--- Begin ---
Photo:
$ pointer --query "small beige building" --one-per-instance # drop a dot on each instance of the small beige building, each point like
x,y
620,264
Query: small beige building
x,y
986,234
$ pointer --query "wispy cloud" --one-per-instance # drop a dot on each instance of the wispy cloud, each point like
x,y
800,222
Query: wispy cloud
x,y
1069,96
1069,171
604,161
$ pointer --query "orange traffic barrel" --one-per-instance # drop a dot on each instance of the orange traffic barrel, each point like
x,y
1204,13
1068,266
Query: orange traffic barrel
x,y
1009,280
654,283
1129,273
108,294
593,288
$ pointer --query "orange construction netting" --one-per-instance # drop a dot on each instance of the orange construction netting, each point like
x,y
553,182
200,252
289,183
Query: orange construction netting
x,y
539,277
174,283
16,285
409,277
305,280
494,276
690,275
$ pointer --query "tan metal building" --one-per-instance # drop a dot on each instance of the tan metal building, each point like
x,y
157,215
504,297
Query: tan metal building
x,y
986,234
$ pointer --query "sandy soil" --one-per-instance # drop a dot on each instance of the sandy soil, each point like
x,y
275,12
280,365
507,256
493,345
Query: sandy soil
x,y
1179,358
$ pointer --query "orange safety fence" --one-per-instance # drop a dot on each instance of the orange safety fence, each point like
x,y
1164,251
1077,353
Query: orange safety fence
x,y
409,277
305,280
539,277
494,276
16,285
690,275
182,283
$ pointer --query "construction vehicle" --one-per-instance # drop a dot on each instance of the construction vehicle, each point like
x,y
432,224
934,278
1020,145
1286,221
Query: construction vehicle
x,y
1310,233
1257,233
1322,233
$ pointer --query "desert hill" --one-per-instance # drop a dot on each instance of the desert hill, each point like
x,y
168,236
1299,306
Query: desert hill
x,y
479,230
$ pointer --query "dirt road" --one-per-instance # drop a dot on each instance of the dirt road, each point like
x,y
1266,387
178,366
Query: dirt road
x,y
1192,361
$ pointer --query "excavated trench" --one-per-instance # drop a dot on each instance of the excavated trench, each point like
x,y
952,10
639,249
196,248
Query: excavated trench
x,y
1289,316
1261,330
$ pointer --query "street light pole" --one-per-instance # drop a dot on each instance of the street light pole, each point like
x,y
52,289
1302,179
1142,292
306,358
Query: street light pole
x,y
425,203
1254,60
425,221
--- End ---
Exercise instructions =
Set down the listing above in full, please, exactly as it appears.

Correct output =
Photo:
$ pointer --query "small beige building" --one-per-instance # drop a dot on each instance of the small beige building, each point like
x,y
620,264
Query: small beige building
x,y
986,234
$ pointer --query "wispy cloud" --one-per-instance # drop a dot on each instance of the wispy cloud, each point like
x,y
800,222
Query: wispy cloud
x,y
1069,96
1069,171
604,161
$ pointer --query "orange traffic barrel" --one-per-instance # drop a dot on each instance of the orange traffic barrel, each point like
x,y
1204,13
1068,266
Query: orange traffic barrel
x,y
1009,280
654,283
1129,273
108,294
593,288
$ pointer --query "orange construction netting" --one-per-instance # drop a dot on each instance of the orange construction netting, each point like
x,y
553,182
200,252
289,183
Query: orange construction netting
x,y
539,277
174,283
16,285
409,277
305,280
494,276
690,275
$ pointer --query "tan metal building" --one-per-instance # drop a dot on each instance of the tan metal building, each point like
x,y
157,215
504,297
Query: tan metal building
x,y
986,234
$ pointer --query "sandy soil" --one-per-instance # drop a dot on each instance of the sandy soil, each point like
x,y
275,12
280,365
507,256
493,345
Query: sandy soil
x,y
1179,358
$ pointer --query "orange safety fence" --one-per-instance # drop a dot on each instance of the orange safety fence, each point like
x,y
1164,251
1077,353
Query: orange safety fence
x,y
409,277
305,280
539,277
494,276
16,285
690,275
182,283
$ pointer --query "construction vehicle" --one-per-instance # drop a dot on each instance of the construction vehicle, each point like
x,y
432,224
934,278
1020,145
1286,221
Query: construction vehicle
x,y
1310,233
1257,233
1322,233
$ pointer --query "desert hill" --one-per-instance # drop a dot on each instance of the desert hill, each point like
x,y
168,236
1299,306
Query: desert hill
x,y
479,230
$ pointer --query "dirt road" --one-per-instance # drop a dot on each instance of the dirt road, each point like
x,y
1266,387
178,366
Query: dirt road
x,y
1192,361
$ pointer --query "excavated trench" --one-per-instance # drop a dot on each instance of the excavated trench, each point like
x,y
952,10
639,249
196,248
Query: excavated trench
x,y
1289,316
1261,330
$ pointer --query "street light pole" --one-per-instance # drop a dot on each instance of the street light pole, each point like
x,y
52,289
1302,179
1142,292
306,358
Query: street light pole
x,y
425,203
1254,60
425,221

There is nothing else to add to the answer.